■ REQUIREMENT ■
Take the rows from the line containing "line, e.g. (206,54)." through the end of the rows, both included, and swap "stone pavement" for "paved walkway". Write those lines out again with nothing else changed.

[Point annotation rows]
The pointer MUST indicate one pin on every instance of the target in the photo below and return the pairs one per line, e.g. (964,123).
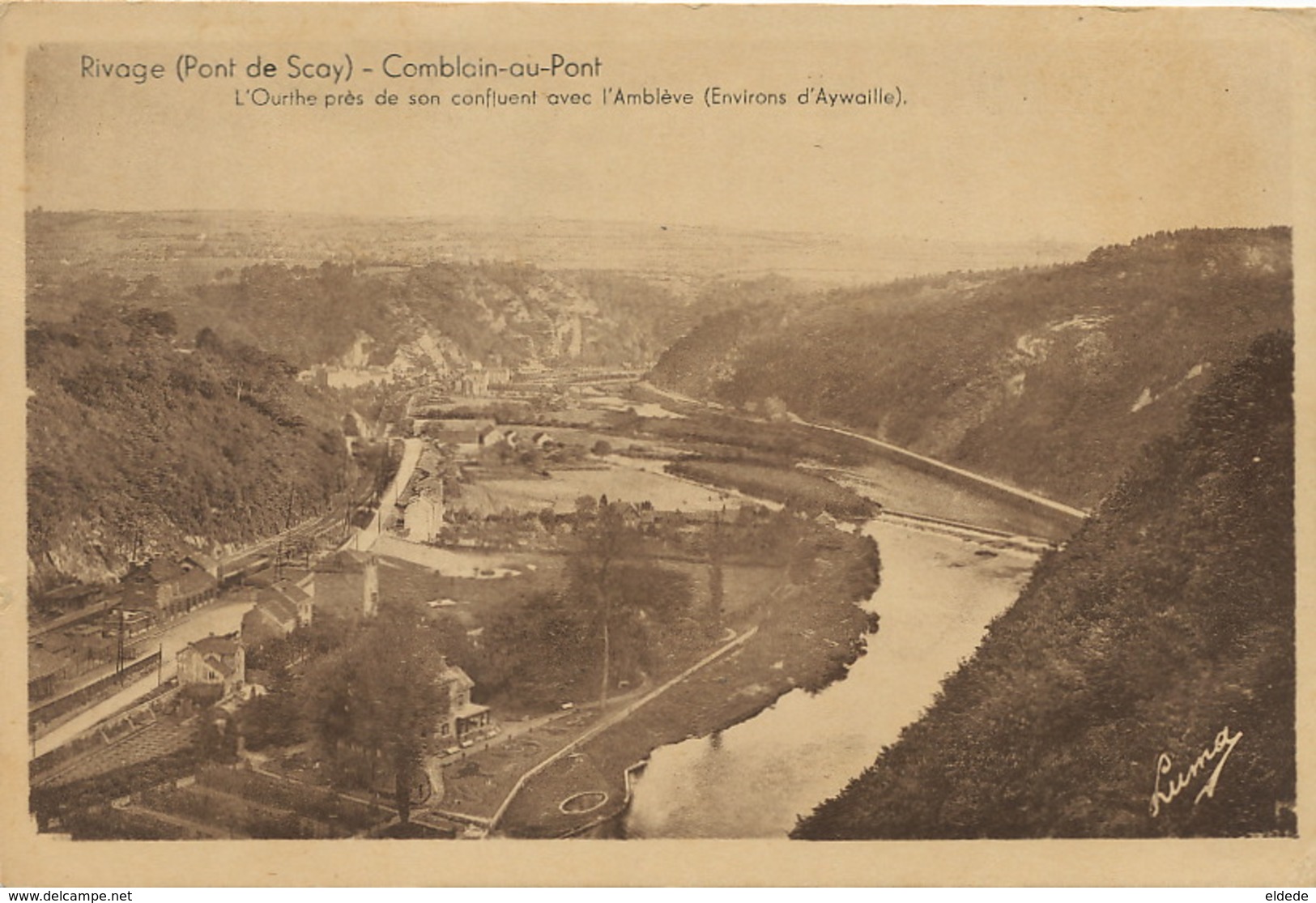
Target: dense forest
(1151,660)
(1049,378)
(138,439)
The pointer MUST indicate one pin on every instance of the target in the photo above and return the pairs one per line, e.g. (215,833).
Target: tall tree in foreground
(378,699)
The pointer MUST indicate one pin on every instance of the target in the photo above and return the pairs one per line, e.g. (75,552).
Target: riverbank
(810,631)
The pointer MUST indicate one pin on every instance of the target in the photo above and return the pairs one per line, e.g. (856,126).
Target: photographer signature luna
(1221,748)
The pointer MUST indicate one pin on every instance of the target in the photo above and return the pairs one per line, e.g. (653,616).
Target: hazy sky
(1073,126)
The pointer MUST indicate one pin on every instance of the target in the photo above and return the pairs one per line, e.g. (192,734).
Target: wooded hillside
(1048,378)
(138,439)
(1164,628)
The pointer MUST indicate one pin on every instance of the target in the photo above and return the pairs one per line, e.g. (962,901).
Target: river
(937,597)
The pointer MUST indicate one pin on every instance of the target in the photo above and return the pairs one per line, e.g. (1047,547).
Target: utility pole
(119,658)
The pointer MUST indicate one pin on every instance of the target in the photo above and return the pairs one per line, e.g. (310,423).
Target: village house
(279,610)
(463,719)
(491,436)
(214,662)
(347,585)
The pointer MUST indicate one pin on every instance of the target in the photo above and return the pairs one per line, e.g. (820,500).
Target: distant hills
(1154,652)
(347,292)
(1049,378)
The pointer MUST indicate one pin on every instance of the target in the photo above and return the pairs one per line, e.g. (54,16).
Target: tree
(378,699)
(594,572)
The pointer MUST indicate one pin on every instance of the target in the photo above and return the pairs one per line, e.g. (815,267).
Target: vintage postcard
(656,445)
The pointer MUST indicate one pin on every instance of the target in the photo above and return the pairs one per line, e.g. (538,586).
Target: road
(221,618)
(364,540)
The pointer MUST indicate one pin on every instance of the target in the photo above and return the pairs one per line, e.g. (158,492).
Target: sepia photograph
(803,427)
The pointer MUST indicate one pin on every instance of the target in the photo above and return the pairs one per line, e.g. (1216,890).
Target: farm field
(619,483)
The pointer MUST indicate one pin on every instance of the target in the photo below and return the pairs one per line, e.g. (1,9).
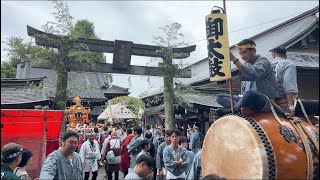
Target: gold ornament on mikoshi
(218,46)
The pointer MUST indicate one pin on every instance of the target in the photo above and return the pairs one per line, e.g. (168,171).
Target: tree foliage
(169,38)
(132,103)
(16,50)
(8,70)
(85,29)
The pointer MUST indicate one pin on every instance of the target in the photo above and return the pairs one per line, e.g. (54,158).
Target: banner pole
(230,80)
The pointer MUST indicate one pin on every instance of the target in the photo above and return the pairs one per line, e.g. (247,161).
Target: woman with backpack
(112,155)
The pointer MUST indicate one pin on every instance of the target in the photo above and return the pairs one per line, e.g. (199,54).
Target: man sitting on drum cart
(259,82)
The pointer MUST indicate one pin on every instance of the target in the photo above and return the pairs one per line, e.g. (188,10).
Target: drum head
(233,149)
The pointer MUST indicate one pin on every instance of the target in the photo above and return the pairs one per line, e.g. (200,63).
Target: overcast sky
(139,21)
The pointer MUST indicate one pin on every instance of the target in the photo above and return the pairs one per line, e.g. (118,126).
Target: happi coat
(89,155)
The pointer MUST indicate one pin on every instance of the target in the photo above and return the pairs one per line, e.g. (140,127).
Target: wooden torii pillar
(122,51)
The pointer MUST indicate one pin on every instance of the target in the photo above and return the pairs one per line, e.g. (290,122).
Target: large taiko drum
(257,147)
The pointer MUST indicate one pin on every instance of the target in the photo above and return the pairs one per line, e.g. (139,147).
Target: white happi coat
(89,155)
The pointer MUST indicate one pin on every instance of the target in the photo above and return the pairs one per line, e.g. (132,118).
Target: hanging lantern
(218,45)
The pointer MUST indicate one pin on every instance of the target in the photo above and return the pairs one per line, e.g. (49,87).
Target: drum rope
(296,123)
(302,131)
(304,111)
(272,105)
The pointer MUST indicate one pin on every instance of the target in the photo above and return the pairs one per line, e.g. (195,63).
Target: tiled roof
(284,34)
(17,92)
(198,98)
(84,84)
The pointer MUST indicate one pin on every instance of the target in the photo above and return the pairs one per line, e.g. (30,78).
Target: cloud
(138,21)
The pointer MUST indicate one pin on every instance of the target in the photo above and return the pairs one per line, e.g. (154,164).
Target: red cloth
(125,159)
(81,141)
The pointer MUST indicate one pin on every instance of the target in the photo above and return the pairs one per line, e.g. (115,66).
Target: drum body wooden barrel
(257,147)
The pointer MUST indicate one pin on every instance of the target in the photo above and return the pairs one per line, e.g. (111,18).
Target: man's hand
(160,172)
(291,110)
(180,161)
(232,57)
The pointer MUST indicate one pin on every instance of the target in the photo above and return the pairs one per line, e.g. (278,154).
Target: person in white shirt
(89,154)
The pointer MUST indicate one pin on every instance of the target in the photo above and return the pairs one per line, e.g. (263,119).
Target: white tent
(117,111)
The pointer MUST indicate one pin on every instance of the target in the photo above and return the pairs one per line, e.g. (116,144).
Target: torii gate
(122,51)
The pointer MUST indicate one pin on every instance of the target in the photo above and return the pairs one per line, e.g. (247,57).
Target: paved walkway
(102,173)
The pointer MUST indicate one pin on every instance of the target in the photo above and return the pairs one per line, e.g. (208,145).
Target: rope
(272,104)
(302,131)
(304,111)
(296,123)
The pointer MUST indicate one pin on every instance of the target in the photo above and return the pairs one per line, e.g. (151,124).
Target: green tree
(7,70)
(16,50)
(85,29)
(170,38)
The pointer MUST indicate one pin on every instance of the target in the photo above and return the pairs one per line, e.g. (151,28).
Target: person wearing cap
(125,159)
(286,73)
(114,144)
(90,155)
(195,171)
(195,140)
(183,141)
(161,171)
(63,163)
(11,155)
(175,157)
(258,82)
(142,169)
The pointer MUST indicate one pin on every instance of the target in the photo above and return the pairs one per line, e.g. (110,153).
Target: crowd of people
(156,153)
(138,152)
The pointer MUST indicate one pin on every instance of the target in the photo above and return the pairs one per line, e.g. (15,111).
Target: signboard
(122,54)
(218,46)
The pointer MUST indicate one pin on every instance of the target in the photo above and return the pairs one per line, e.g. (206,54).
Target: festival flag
(218,46)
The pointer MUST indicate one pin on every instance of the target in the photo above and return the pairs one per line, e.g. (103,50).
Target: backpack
(111,158)
(160,140)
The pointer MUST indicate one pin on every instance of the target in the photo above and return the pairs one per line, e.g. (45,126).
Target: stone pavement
(102,173)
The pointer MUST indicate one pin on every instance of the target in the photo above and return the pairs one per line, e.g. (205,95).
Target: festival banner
(218,46)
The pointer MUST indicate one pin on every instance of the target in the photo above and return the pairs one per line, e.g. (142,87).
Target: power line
(252,26)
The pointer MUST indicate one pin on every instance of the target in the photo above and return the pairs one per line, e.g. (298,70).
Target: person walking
(90,155)
(11,155)
(20,171)
(64,163)
(113,145)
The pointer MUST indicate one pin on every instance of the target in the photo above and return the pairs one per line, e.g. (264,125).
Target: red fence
(36,130)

■ FINISHED ANSWER ■
The pointer MUST indicate one pin on every instance of the target in the photo above and return the pairs one per line, e.g. (206,54).
Target: festival flag
(218,46)
The pointer MUST indicate one pin on every instance of the target in the photo above and return the pairs one per line, e.g. (103,50).
Target: backpack
(111,158)
(160,140)
The pointer MUST indicate one pin on every instance of the target in the photo above and return the pairs one per line, e.g. (45,126).
Target: paved walkway
(102,173)
The pointer MUST indicate one pin on every instance of the target in the photo above and return the pairs one per line, e.g. (205,95).
Target: festival banner
(218,46)
The pointer MUST indicate one pin on every instance of the target in the photo above and return the pairs one per line, e.g. (142,87).
Target: power line
(252,26)
The pointer MUST indicate one pin on every instance of the target in the photo above and return the pairs one per line, e.g. (298,70).
Target: person walking
(90,155)
(11,155)
(20,171)
(64,163)
(113,145)
The pointer MUST indicate one pin on every instance of the target in the photo above and return the pairs one per line, e.g. (264,125).
Target: red fence
(36,130)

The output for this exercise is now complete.